> _Task requirements_
In the box plot post below, what does the writer say appears beyond whiskers that stop at a 1.5×IQR boundary?

> _Document segment_
=====
I’m revising my statistics fundamentals and box plots keep doing a little dance in my brain. I thought they were straightforward, but I’m stuck on the quartiles and whiskers. When I split the data to find Q1 and Q3, am I supposed to include the median in the lower/upper halves or exclude it? I keep making a mistake when the number of data points is even vs. odd, and different sources seem to use different rules.
Also, the whiskers. Sometimes I see them go all the way to the min and max, and other times they stop at some 1.5×IQR boundary and then there are little dots for outliers. Which convention should I actually use when I’m practicing or taking a test? If I’m just given a box plot with no notes, how can I tell which rule was used?
Another thing: what happens with lots of repeated values? Do quartiles have to land on actual data points, or can they be between them? And if I only have a frequency table (or grouped data), is there a sensible way to draw a box plot without the raw list? If yes, what’s the usual method people expect?
=====
> _Given records_

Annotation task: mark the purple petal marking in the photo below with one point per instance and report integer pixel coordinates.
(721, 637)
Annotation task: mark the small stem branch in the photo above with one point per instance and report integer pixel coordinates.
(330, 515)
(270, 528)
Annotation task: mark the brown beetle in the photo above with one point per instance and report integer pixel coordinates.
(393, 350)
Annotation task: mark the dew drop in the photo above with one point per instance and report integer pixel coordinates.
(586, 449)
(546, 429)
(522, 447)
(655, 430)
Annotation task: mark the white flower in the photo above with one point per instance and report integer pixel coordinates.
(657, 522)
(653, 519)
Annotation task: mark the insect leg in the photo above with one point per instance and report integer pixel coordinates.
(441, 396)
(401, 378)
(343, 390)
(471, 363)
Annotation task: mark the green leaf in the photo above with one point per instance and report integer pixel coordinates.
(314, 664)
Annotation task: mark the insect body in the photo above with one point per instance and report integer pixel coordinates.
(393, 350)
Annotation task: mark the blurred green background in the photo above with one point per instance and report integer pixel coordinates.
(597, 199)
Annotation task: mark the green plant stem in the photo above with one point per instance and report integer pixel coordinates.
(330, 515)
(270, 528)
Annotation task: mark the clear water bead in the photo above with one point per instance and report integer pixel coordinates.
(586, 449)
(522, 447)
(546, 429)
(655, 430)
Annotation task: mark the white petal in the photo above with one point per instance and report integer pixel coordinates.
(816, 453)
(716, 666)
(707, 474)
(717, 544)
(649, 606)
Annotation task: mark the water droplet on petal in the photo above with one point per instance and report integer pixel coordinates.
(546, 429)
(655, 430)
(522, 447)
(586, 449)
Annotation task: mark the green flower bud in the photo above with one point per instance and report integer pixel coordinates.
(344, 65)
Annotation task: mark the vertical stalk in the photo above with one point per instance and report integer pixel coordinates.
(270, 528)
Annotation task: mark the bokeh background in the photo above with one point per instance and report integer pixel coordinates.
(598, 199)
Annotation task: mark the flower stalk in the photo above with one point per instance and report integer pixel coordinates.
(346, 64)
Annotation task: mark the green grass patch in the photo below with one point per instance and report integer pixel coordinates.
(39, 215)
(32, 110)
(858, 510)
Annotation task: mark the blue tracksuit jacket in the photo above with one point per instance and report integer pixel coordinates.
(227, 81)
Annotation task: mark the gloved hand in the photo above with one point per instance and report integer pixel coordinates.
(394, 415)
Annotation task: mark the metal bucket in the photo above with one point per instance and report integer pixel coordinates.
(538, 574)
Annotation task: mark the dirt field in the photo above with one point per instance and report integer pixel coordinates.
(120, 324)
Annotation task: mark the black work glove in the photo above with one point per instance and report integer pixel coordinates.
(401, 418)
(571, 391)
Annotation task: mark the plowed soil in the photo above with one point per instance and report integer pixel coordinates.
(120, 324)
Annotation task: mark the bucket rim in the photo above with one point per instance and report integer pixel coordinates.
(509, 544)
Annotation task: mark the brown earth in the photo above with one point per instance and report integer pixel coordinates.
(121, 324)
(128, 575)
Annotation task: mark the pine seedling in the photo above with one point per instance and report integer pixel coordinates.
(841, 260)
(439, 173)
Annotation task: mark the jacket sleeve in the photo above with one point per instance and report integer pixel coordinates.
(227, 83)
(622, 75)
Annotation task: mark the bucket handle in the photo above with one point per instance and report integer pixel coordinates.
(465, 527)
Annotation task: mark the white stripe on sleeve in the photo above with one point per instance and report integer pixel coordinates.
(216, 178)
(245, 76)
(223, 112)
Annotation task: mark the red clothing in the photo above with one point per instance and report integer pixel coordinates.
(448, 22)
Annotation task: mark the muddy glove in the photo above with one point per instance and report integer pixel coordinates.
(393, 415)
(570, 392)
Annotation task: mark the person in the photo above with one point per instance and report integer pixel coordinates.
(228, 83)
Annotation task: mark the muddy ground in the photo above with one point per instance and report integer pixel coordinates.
=====
> _Written reply_
Little dots for outliers.